== RECORDS FOR THIS EXERCISE

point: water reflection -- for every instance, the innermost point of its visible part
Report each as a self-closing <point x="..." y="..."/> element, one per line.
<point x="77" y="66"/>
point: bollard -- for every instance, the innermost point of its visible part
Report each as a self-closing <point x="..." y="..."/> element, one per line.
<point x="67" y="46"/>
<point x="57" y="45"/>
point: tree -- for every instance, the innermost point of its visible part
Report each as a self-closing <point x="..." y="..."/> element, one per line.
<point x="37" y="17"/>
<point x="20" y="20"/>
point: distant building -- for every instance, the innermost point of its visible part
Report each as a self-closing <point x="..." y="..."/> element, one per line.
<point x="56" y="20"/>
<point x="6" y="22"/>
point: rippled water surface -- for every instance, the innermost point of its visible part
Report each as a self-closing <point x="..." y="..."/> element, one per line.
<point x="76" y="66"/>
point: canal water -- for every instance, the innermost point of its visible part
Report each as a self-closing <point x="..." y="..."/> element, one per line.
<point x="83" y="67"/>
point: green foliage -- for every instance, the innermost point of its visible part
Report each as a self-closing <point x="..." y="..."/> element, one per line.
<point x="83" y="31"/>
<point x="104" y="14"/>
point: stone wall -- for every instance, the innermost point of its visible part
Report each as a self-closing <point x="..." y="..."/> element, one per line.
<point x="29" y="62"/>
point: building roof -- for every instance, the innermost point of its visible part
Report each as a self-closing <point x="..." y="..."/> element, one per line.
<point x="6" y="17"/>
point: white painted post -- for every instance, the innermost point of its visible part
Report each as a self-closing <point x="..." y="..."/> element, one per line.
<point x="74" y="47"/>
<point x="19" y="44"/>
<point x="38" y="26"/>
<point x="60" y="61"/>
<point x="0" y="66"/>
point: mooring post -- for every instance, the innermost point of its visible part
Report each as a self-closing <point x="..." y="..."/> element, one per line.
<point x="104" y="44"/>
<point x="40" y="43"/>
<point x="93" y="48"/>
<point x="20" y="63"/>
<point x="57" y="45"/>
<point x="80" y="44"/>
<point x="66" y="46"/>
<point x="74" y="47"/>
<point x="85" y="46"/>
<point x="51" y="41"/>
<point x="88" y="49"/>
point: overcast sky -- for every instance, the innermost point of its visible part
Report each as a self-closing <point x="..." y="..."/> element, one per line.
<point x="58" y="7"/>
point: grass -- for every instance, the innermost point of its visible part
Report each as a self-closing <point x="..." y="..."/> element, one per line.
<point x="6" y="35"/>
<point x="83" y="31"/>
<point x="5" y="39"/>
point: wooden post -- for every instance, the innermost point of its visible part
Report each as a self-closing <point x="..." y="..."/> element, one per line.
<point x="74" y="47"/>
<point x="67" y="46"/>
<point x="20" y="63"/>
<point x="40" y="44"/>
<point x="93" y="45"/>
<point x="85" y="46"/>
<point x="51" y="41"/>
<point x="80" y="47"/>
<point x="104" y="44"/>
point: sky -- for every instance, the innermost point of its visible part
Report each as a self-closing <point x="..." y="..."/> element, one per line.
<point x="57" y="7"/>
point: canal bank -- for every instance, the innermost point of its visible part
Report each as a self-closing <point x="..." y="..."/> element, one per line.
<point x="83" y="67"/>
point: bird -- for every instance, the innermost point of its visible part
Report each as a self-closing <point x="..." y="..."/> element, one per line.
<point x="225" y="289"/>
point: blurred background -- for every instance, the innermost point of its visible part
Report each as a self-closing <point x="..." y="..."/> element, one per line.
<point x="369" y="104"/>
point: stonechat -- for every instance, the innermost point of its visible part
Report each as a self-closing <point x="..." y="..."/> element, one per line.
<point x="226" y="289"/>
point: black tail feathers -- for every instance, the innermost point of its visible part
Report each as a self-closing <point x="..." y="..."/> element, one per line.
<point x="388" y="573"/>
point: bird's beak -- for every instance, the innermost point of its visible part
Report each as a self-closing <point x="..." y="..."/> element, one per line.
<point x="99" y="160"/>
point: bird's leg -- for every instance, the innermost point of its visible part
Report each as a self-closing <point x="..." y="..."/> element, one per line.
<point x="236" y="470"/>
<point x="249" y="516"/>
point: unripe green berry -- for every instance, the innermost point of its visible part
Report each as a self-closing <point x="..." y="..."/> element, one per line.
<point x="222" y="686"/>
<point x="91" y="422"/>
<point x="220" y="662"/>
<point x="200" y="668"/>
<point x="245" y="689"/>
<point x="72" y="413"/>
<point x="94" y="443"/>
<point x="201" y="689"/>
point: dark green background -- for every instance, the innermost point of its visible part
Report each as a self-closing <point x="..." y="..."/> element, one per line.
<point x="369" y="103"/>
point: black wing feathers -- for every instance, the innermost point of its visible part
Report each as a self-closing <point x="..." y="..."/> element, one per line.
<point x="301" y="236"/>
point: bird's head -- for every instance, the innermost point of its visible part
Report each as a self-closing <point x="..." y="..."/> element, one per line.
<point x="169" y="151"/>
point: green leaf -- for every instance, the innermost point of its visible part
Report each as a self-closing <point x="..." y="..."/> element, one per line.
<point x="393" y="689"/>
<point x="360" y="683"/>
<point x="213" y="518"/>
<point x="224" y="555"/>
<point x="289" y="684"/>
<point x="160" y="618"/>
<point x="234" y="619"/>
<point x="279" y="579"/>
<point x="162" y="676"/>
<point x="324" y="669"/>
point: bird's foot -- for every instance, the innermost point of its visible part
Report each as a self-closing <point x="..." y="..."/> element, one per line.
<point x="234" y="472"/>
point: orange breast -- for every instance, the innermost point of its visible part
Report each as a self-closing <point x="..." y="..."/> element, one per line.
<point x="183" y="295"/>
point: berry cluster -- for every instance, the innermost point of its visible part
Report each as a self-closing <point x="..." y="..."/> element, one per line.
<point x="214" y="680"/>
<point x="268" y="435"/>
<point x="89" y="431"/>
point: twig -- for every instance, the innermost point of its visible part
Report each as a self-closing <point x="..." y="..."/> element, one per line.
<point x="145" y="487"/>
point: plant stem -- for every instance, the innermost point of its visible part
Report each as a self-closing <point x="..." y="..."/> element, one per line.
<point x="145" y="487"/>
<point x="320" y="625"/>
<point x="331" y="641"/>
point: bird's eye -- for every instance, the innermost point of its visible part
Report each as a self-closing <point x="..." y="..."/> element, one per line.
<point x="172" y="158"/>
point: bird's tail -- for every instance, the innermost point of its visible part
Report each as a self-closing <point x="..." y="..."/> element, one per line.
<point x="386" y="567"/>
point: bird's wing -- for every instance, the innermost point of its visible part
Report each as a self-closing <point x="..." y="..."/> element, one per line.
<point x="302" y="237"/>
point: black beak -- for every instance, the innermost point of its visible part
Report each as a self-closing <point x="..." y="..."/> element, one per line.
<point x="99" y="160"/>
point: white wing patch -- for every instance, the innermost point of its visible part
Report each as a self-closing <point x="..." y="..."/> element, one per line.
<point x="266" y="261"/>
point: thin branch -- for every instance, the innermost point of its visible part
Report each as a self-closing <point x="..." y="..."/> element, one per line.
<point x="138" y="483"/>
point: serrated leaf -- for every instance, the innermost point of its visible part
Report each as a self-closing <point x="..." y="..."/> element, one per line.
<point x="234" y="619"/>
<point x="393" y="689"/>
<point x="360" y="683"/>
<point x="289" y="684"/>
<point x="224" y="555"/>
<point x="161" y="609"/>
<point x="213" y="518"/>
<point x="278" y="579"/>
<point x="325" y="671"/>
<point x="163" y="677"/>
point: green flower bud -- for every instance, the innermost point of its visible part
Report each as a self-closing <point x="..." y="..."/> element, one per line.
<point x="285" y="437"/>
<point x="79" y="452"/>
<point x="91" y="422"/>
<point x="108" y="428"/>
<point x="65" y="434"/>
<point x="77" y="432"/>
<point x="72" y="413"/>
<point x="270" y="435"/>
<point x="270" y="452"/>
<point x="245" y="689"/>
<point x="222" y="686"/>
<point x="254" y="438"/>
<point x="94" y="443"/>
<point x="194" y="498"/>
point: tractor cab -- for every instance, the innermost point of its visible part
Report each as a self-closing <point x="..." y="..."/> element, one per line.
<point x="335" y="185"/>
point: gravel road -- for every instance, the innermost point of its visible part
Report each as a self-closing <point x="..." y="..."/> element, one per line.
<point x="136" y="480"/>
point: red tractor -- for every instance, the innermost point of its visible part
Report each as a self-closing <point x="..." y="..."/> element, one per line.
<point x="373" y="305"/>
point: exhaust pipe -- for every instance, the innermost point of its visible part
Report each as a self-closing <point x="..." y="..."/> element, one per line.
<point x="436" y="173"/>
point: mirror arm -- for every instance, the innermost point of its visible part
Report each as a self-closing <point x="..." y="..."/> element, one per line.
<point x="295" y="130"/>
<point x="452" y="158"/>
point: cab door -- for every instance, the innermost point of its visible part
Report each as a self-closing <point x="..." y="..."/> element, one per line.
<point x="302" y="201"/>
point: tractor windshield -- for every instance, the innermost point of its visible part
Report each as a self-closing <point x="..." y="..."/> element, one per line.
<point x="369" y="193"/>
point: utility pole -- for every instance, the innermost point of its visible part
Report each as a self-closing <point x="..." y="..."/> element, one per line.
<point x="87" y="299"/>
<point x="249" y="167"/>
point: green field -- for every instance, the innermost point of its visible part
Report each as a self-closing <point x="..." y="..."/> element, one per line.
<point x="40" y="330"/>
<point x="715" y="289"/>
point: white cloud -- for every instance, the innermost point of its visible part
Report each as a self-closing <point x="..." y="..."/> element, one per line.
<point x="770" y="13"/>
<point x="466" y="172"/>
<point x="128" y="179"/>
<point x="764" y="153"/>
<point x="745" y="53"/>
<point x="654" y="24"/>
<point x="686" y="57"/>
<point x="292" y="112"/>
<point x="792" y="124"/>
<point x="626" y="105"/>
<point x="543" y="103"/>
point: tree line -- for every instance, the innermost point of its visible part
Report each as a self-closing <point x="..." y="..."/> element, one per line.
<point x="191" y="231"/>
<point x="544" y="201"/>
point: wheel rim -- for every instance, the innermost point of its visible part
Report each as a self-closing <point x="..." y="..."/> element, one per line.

====

** YOUR INSTRUCTIONS **
Present the lines from the one containing "point: tree line" through the end of the entries, both included, as a numbered list with any blank lines omitted.

** SOLUTION TO THIS EXERCISE **
1. point: tree line -- for every instance, the innermost point of its visible part
2. Report each as a self-closing <point x="..." y="..."/> element, one per line.
3. <point x="191" y="231"/>
4. <point x="544" y="201"/>
5. point: wheel rim -- for every instance, the innermost point of its visible part
6. Report each as a self-closing <point x="..." y="..."/> element, one per line.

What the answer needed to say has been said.